§ Records for this exercise:
--- Begin ---

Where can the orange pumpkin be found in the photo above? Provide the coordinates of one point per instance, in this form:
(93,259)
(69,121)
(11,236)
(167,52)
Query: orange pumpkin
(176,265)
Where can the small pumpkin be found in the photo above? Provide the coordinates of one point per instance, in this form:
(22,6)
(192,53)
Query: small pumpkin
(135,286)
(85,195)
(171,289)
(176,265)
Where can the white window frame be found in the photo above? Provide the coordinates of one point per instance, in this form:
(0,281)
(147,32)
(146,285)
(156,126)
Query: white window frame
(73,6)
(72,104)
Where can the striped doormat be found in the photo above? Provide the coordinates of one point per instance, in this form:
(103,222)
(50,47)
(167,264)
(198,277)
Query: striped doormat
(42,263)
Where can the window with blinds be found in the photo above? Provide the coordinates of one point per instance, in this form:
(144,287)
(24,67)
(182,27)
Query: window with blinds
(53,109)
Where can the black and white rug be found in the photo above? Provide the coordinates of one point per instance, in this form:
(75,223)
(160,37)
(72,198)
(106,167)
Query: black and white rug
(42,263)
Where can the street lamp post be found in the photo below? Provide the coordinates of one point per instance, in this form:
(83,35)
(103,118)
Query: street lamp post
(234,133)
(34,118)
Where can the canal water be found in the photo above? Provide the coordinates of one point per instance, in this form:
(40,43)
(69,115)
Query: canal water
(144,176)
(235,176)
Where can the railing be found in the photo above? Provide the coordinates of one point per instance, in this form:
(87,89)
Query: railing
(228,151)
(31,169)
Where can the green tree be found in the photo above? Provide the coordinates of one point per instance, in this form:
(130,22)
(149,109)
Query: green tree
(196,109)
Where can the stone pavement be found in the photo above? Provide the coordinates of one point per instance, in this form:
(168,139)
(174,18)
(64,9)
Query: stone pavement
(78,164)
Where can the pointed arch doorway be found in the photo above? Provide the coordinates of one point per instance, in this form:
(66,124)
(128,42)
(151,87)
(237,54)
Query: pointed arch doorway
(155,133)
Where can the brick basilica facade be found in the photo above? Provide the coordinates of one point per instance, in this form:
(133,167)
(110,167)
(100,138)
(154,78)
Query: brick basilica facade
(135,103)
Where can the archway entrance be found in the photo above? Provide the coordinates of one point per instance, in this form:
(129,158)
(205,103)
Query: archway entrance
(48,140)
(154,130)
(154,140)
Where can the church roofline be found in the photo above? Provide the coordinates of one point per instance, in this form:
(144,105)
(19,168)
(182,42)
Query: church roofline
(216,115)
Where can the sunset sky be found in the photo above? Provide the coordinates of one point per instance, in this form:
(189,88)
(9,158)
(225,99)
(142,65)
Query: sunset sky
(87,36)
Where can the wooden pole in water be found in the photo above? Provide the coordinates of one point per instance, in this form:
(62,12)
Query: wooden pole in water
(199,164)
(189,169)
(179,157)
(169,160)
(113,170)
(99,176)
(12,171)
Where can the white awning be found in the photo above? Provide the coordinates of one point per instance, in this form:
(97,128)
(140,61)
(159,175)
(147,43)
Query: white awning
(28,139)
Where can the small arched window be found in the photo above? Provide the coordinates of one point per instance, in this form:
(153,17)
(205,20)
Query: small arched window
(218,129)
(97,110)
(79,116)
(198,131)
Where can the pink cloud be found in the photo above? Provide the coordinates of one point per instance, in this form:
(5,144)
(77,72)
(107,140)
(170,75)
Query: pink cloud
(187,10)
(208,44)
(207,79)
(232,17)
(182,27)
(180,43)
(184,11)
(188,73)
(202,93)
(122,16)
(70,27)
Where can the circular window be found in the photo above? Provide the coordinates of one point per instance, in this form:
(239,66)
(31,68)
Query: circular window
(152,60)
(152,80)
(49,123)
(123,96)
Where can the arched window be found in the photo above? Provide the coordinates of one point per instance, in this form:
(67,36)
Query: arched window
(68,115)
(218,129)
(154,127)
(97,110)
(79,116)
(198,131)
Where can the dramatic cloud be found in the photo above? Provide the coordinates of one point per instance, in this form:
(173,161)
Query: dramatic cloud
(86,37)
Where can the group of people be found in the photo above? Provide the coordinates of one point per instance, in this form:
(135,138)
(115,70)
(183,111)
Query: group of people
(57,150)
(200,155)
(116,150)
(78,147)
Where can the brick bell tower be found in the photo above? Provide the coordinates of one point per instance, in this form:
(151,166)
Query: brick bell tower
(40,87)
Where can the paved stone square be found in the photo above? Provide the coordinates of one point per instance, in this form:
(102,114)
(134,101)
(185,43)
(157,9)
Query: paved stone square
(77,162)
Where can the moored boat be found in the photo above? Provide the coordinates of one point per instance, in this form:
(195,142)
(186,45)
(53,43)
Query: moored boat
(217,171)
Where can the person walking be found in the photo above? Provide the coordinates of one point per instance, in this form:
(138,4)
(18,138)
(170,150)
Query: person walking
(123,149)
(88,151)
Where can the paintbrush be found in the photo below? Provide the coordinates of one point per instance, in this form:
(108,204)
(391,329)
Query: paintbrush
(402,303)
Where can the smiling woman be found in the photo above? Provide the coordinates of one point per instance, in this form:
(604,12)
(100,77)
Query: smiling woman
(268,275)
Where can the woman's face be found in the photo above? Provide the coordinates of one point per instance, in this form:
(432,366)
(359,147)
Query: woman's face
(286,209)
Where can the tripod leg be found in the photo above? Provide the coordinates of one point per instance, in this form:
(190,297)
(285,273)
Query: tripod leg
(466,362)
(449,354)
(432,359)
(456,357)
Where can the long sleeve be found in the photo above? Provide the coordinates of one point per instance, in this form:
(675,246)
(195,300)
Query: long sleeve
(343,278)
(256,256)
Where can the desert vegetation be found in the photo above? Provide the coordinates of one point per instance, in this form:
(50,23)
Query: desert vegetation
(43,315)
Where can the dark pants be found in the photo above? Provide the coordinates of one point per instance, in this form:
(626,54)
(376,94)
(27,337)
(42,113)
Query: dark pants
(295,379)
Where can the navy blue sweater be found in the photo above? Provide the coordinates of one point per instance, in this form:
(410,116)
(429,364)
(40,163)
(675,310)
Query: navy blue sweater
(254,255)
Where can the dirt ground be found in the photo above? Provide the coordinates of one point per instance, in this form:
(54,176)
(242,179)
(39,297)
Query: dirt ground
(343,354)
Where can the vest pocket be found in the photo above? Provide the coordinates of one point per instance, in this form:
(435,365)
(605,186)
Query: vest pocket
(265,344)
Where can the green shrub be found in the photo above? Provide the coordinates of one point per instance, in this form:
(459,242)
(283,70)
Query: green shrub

--- End ---

§ Work to do: Please rename "coordinates" to "location" throughout all of the lines above and give them again, with everything else left unchanged.

§ Exercise result:
Where can the orange pumpkin be found in the photo above? Provide the location of one point per instance, in this form:
(93,259)
(69,121)
(11,236)
(167,52)
Query: orange pumpkin
(176,265)
Where can the small pumpkin be found in the photo above? Provide the location of one point per instance, in this form:
(22,6)
(192,53)
Query: small pumpkin
(135,286)
(85,195)
(171,289)
(176,265)
Where can the white window frame be found in the photo above? Provide the location of one point per instance, in this form:
(0,281)
(147,32)
(146,285)
(156,126)
Query: white window frame
(73,6)
(72,104)
Where can the striped doormat be found in the photo above? Provide the location of one point per instance, in this form:
(103,222)
(50,47)
(167,264)
(198,277)
Query: striped doormat
(42,263)
Where can the window with blinds be found in the photo above? Provide the location of one point per instance, in this form:
(144,287)
(24,67)
(182,27)
Query: window with blinds
(53,109)
Where can the black and white rug be found in the photo above? Provide the location of one point per instance, in this form:
(75,223)
(160,37)
(72,198)
(106,167)
Query: black and white rug
(42,263)
Where can the street lamp post be found in the photo below? Provide the location of one point per instance, in this form:
(83,35)
(103,118)
Query: street lamp post
(234,133)
(34,118)
Where can the canal water be found in the photo above? Provide the location of one point per instance, in this form:
(40,43)
(69,115)
Query: canal water
(144,176)
(235,176)
Where can the railing be found in the photo above? Provide the location of one point per instance, in this form:
(87,89)
Query: railing
(228,151)
(31,169)
Where can the green tree be found in the photo above? Provide the location of one point per instance, in this form:
(130,22)
(149,109)
Query: green tree
(196,109)
Where can the stone pavement be found in the photo above? Provide the location of one point per instance, in this form:
(168,139)
(174,18)
(64,9)
Query: stone pavement
(78,164)
Where can the pointed arch doorway be found in the photo above? Provide the location of one point per instance, in this form:
(66,124)
(128,42)
(151,87)
(237,54)
Query: pointed arch doorway
(155,133)
Where can the brick basilica facade be found in the photo above? Provide the location of one point per instance, in this form:
(133,167)
(110,167)
(100,138)
(154,78)
Query: brick basilica facade
(135,103)
Where can the archway entrance be found in the photo above? Provide the location of one point per instance, in this form:
(129,158)
(205,103)
Query: archway entrance
(48,140)
(154,130)
(154,140)
Where can the church roofline be found in the photo above? Provide the location of one point per instance, in this form:
(144,105)
(19,168)
(182,42)
Query: church roofline
(216,115)
Where can the sunset sky be found in the photo above? Provide the location of one point per instance, in this form:
(189,88)
(9,158)
(225,99)
(142,65)
Query: sunset sky
(87,36)
Where can the wooden pole in water be found in the photo above? Provide the location of one point per instance, in this form:
(62,12)
Query: wooden pole in water
(199,164)
(189,169)
(179,157)
(169,160)
(113,170)
(99,176)
(12,171)
Where can the white awning be found in the photo above? Provide the location of one point per instance, in this form:
(97,128)
(140,61)
(159,175)
(147,43)
Query: white awning
(28,139)
Where can the small arched window be found in the photo above? Provide the location of one point per instance, in this form:
(153,17)
(205,20)
Query: small arched window
(218,129)
(97,110)
(79,116)
(198,131)
Where can the pink cloud be found in the photo above? Provide the location of one point per instance, in this form:
(5,144)
(77,72)
(107,140)
(170,75)
Query: pink cloud
(187,10)
(208,44)
(207,79)
(232,17)
(182,27)
(180,43)
(184,11)
(188,73)
(202,93)
(122,16)
(70,27)
Where can the circular window be found in the photo above? Provide the location of one point per instance, in this form:
(239,66)
(31,68)
Query: circular window
(152,60)
(152,80)
(49,123)
(123,96)
Where can the arched window be found in the photo above? Provide the location of one point per instance, in this form:
(67,36)
Query: arched window
(68,115)
(218,129)
(154,127)
(97,110)
(79,116)
(198,131)
Where can the dramatic cloud be found in the photo above? Provide the location of one point per instance, in this form:
(173,161)
Query: dramatic cloud
(86,37)
Where can the group of people be found in the photo above? Provide the location of one point per instance, in this form:
(135,138)
(115,70)
(183,111)
Query: group of people
(57,150)
(200,155)
(116,150)
(78,147)
Where can the brick bell tower be found in the photo above? Provide the location of one point per instance, in this form:
(151,166)
Query: brick bell tower
(40,87)
Where can the paved stone square be found in the photo above? Provide the location of one point per instance, in this form:
(102,114)
(134,101)
(185,43)
(157,9)
Query: paved stone square
(77,162)
Where can the moored boat be found in the photo above? Provide the location of one point per instance, in this form:
(195,142)
(186,45)
(53,43)
Query: moored boat
(217,171)
Where can the person walking be found in the photo above? Provide the location of one point per instance, in this form:
(138,4)
(18,138)
(170,150)
Query: person walking
(123,149)
(88,151)
Where can the paintbrush be found in the photo below? Provide the location of one point per instance, in this form:
(108,204)
(391,329)
Query: paintbrush
(402,303)
Where can the smiling woman be found in the photo above? Provide the location of one point per instance, in this form:
(604,12)
(100,77)
Query: smiling woman
(268,275)
Where can the woman's face be found in the photo above? Provide the location of one point per instance, in this form:
(432,366)
(359,147)
Query: woman's face
(286,209)
Where can the tripod leg be found in the photo above? Provide the location of one point per instance, in this form:
(190,297)
(285,273)
Query: tripod leg
(466,362)
(449,354)
(432,359)
(456,357)
Where can the long sleeve be found in the photo above? Provide the location of one point per instance, in this form:
(675,246)
(195,300)
Query: long sleeve
(343,278)
(256,256)
Where can the desert vegetation be found in the photo above? Provide the location of one point per instance, in this form:
(50,23)
Query: desert vegetation
(43,315)
Where can the dark pants be found in the photo above? Provide the location of one point per instance, in this form:
(626,54)
(376,94)
(27,337)
(42,113)
Query: dark pants
(295,379)
Where can the navy blue sweater be found in the photo above? Provide the location of one point per instance, in this form:
(410,116)
(429,364)
(40,163)
(675,310)
Query: navy blue sweater
(254,255)
Where can the dirt ground be found in the photo above? Provide the location of one point per instance, in this form:
(54,176)
(242,179)
(39,297)
Query: dirt ground
(343,354)
Where can the vest pocket be found in the photo above? Provide the location of one point per instance, in this form:
(435,365)
(605,186)
Query: vest pocket
(265,344)
Where can the green shrub be found in the photo above? Provide the location of one point per instance, in this form:
(459,242)
(283,70)
Query: green shrub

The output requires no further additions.